Entries for locating named things:
-=-=-=-=-

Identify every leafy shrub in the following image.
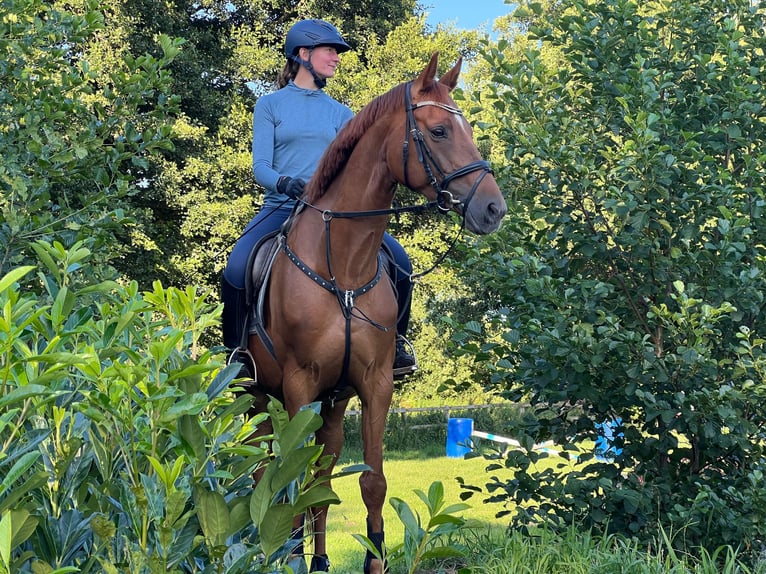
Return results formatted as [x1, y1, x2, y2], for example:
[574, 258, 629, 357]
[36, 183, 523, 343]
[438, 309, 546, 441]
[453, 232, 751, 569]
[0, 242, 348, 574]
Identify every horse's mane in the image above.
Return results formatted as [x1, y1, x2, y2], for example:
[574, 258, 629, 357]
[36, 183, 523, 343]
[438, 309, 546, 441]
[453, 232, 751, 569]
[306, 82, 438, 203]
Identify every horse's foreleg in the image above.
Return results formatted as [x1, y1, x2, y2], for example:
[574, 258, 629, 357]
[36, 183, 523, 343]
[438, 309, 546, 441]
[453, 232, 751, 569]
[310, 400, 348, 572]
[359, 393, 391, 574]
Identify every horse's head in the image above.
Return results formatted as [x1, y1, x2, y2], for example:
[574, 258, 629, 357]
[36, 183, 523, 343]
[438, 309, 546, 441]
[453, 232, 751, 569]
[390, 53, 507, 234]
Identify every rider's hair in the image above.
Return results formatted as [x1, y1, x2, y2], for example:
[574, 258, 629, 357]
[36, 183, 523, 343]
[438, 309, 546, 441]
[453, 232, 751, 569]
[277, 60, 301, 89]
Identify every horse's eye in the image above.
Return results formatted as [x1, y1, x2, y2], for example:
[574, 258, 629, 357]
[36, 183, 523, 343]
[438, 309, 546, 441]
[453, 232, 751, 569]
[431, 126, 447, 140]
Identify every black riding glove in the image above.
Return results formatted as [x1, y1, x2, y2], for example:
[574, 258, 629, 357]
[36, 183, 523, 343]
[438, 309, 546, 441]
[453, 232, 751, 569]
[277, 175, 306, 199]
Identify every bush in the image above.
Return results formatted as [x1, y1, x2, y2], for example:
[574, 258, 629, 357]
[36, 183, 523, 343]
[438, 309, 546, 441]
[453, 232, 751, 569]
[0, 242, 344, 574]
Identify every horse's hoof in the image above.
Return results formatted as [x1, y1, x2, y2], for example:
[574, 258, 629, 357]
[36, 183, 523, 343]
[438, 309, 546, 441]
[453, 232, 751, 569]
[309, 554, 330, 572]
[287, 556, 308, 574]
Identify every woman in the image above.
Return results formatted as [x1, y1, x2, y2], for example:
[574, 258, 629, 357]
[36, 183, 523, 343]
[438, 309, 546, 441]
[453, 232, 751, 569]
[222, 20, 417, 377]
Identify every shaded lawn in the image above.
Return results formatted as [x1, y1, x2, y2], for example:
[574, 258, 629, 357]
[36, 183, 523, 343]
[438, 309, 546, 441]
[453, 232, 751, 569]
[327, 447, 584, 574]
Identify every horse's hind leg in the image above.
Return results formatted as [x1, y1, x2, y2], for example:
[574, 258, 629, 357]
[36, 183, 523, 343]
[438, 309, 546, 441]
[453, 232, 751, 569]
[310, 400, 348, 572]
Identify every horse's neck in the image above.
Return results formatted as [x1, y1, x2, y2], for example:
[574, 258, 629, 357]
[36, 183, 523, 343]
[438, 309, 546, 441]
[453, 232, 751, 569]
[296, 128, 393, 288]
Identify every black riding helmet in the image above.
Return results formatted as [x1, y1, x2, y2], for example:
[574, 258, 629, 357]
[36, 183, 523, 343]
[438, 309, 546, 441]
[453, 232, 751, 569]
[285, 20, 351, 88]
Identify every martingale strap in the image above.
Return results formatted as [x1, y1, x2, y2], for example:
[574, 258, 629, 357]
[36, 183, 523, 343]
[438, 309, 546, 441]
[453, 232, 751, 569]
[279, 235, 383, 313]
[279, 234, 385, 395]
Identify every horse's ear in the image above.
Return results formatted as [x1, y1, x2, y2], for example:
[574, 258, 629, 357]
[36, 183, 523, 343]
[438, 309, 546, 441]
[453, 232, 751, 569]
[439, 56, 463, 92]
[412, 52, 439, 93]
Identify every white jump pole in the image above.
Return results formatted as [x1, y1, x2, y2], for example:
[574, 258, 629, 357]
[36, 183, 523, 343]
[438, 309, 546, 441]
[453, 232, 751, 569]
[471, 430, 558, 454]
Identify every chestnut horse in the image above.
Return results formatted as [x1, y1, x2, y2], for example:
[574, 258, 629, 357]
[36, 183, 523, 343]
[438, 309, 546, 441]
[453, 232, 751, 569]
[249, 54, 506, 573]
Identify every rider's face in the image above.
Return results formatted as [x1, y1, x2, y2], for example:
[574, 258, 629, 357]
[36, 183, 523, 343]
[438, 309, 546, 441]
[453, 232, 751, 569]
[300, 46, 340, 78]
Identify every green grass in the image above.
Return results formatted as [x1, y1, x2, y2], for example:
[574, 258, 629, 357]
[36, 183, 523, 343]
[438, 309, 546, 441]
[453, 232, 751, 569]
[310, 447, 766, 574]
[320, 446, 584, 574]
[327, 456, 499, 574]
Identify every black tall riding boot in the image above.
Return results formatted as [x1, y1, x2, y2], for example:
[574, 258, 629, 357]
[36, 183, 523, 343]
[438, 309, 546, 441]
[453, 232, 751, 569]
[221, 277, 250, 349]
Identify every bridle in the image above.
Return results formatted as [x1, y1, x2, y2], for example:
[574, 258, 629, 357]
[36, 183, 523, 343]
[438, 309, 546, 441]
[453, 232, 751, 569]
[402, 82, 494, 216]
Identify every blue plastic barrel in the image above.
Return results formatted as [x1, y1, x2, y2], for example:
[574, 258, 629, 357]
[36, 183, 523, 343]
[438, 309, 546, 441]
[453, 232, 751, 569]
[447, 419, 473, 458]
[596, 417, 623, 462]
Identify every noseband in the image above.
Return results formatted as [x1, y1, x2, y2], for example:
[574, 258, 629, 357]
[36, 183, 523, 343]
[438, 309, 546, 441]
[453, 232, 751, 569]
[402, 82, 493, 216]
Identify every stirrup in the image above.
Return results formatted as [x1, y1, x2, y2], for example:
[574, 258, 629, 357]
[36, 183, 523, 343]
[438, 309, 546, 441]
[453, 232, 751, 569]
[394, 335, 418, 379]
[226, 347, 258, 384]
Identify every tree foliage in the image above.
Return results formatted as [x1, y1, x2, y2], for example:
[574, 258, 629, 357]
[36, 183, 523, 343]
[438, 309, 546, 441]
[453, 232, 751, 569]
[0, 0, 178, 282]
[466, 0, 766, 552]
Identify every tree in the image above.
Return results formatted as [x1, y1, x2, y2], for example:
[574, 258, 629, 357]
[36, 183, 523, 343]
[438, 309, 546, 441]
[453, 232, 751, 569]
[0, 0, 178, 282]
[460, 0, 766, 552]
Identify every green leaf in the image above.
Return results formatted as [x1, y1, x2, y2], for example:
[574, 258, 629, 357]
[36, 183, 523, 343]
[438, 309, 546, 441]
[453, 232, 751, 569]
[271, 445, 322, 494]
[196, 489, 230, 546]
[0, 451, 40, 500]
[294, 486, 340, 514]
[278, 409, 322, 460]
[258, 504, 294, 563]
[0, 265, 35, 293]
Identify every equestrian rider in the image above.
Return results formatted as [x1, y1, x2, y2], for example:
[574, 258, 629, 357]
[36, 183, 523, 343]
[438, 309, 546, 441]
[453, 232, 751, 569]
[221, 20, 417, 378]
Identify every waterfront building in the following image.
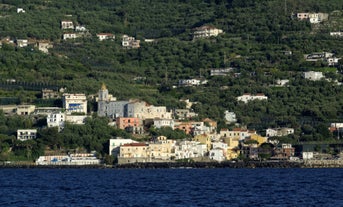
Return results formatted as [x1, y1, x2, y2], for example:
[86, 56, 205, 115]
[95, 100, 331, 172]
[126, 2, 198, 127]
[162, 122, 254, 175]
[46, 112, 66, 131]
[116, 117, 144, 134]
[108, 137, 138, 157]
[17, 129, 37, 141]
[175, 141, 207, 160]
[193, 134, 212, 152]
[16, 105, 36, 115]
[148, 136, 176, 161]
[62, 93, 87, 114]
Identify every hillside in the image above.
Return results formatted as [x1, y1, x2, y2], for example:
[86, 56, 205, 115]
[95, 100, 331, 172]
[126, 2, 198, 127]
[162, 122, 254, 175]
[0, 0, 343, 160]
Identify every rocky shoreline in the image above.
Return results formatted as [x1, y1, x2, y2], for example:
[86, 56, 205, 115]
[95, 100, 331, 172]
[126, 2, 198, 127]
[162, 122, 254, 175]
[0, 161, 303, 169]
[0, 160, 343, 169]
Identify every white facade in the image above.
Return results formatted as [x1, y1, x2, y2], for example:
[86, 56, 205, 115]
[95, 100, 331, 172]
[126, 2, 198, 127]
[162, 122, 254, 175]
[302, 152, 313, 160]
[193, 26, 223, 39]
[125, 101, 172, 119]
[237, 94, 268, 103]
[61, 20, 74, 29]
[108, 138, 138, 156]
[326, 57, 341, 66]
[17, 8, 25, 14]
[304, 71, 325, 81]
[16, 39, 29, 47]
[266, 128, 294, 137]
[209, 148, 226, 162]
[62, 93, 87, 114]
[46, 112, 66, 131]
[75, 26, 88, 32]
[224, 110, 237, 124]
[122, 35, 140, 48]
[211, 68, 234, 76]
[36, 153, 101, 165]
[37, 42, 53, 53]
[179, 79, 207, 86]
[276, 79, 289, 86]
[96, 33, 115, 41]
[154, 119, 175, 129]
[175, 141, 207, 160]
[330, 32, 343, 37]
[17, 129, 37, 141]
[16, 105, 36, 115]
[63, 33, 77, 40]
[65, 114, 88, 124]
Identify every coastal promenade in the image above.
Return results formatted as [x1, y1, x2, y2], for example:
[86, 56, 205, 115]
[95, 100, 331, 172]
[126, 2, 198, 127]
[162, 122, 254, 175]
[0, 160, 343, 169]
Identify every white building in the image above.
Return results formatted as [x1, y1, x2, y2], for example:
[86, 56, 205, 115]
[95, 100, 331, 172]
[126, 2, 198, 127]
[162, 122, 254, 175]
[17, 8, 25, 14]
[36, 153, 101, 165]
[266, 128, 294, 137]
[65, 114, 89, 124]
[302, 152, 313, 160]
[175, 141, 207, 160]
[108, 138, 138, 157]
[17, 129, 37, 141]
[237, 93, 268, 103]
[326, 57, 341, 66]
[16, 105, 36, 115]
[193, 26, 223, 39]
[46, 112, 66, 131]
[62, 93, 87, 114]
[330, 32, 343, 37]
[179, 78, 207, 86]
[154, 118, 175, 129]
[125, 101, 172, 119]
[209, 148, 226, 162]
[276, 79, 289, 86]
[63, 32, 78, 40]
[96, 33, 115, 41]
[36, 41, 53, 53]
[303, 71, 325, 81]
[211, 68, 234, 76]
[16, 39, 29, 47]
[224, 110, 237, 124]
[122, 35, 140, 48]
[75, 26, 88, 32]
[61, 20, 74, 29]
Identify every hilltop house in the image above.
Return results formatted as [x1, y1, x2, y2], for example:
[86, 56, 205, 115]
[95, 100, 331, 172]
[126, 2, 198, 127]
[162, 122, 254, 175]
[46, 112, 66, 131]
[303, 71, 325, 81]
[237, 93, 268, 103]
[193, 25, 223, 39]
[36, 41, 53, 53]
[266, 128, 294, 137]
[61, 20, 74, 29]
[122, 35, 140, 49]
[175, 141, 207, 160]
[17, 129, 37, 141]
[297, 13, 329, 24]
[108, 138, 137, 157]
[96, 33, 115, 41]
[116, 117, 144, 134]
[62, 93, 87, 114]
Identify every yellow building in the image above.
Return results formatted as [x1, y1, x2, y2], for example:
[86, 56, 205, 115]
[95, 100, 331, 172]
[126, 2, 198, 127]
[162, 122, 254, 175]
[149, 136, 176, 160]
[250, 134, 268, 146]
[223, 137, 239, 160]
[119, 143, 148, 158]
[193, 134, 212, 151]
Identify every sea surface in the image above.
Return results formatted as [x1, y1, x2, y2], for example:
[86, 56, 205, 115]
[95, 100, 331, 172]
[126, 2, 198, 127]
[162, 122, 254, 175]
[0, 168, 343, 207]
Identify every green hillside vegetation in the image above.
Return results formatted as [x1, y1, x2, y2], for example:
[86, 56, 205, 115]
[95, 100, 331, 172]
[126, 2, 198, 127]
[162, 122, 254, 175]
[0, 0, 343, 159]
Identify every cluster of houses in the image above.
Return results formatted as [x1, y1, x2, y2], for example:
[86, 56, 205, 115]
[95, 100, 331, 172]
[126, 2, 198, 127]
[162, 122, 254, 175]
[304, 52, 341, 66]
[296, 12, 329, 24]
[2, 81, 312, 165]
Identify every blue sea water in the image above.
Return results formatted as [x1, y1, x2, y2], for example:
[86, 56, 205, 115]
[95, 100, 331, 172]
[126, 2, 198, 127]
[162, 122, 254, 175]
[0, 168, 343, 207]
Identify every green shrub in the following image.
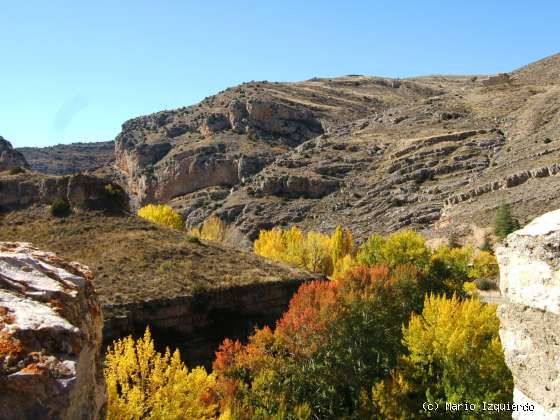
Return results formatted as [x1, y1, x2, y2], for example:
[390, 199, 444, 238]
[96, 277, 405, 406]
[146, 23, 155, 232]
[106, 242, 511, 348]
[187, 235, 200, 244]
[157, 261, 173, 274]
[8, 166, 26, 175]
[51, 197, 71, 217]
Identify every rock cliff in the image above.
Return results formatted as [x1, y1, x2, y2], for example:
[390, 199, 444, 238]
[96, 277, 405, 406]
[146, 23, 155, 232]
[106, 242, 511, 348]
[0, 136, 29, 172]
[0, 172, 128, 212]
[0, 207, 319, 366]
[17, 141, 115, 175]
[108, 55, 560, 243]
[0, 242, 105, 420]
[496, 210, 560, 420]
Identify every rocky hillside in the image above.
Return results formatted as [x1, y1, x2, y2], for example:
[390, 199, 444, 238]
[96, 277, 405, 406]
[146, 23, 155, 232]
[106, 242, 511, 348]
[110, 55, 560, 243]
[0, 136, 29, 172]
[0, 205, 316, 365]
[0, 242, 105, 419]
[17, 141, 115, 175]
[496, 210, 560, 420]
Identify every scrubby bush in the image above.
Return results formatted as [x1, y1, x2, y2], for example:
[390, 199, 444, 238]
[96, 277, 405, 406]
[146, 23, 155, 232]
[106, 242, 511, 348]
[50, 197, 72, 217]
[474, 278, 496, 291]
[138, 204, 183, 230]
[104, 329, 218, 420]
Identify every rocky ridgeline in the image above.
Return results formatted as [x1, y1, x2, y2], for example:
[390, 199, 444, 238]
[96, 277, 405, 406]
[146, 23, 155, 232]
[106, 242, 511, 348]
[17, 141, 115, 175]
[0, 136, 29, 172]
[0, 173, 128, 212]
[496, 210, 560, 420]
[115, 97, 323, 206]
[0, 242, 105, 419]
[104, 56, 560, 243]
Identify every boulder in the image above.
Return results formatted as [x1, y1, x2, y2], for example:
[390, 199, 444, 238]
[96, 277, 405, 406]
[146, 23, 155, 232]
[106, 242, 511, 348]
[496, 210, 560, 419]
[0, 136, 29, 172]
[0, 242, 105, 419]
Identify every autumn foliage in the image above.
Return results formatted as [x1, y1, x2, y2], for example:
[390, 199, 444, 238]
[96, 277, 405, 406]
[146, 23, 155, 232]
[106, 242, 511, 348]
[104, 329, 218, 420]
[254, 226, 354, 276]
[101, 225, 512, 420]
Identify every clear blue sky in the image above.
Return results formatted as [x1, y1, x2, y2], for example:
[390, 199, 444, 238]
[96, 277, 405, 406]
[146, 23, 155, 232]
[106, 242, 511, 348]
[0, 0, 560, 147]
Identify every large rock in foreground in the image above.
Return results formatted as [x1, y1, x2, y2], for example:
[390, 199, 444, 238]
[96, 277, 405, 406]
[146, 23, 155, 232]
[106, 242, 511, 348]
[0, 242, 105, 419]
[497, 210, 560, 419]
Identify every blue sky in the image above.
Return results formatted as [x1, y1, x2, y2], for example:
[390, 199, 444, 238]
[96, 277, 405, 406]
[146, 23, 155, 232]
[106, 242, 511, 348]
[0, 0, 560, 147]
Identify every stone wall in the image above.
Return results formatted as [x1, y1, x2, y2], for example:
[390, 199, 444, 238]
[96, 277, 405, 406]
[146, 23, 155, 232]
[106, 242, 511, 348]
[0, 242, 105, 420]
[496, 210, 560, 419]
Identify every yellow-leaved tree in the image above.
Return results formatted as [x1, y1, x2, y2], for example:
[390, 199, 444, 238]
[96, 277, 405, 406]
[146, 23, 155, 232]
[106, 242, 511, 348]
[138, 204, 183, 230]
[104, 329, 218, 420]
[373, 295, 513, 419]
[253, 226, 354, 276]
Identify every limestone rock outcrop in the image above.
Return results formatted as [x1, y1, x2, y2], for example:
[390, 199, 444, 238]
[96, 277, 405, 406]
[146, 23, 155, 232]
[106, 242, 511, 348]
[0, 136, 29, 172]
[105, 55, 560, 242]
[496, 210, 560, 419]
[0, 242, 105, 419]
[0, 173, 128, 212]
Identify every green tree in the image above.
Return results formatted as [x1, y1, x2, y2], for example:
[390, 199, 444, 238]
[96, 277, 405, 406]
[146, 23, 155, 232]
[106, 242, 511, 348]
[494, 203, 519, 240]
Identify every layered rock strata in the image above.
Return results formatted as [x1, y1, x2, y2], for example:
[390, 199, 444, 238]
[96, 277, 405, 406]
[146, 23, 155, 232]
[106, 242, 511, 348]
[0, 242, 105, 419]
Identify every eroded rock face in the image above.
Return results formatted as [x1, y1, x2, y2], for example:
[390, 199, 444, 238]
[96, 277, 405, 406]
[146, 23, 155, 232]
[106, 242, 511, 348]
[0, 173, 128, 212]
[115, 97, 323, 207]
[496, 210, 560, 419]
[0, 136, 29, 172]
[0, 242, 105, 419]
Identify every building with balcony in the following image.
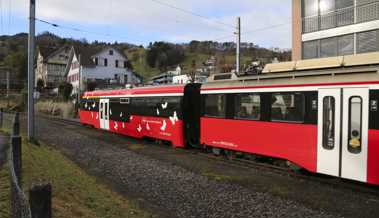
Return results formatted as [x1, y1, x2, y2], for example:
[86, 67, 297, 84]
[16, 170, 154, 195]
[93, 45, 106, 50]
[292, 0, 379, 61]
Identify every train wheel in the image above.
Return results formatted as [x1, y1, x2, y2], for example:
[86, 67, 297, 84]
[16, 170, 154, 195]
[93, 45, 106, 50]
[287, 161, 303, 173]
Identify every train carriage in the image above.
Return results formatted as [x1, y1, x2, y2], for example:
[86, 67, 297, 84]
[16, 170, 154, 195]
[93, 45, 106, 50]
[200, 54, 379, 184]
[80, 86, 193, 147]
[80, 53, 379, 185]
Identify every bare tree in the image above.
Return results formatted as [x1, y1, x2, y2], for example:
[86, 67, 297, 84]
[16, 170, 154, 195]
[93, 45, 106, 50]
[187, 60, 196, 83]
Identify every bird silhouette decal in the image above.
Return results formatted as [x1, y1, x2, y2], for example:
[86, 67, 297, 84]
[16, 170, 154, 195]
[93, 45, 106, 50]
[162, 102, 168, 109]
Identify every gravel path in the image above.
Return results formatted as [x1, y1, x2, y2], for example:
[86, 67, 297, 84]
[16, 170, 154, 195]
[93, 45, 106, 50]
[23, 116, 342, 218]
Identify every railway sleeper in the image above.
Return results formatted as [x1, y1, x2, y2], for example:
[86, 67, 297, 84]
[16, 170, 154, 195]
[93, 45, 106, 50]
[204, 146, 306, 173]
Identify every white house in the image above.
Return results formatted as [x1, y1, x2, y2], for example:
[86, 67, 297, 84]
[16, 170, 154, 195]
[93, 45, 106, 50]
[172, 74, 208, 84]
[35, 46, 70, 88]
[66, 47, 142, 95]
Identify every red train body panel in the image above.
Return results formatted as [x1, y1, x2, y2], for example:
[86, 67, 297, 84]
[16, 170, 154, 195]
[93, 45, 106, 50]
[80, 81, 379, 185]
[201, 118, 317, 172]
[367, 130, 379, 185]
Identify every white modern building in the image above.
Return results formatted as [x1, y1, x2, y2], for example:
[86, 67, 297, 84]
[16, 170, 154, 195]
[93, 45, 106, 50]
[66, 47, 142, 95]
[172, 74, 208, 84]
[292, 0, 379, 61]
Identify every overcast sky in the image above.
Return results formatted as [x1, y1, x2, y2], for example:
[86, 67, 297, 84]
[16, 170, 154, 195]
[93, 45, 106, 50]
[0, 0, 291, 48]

-=-=-=-=-

§ **Directions for this task**: Please reproduce the listing from its first line up to and including the line with "[359, 393, 391, 574]", leaving out the pictures and scaling every bounding-box coordinate in the answers by 2.1, rounded to whole numbers with halves going up. Keep the requests and their format samples unchanged.

§ **Written response**:
Identify every leafy shrub in the following image.
Return results formatted as [x1, y1, x2, y2], for example:
[574, 258, 629, 357]
[36, 183, 523, 343]
[438, 309, 546, 441]
[453, 232, 751, 569]
[0, 508, 731, 1205]
Identify every horse's mane in the image above.
Return results formatted as [x1, y1, x2, y2], for example:
[574, 258, 629, 357]
[36, 183, 523, 343]
[438, 309, 546, 441]
[453, 232, 751, 569]
[643, 172, 920, 426]
Identify every horse's foreleg in the image above.
Return results formatted as [x1, y1, x2, y2], for example:
[574, 258, 629, 357]
[36, 183, 523, 343]
[438, 309, 546, 441]
[453, 232, 751, 569]
[651, 840, 731, 1201]
[754, 825, 821, 1205]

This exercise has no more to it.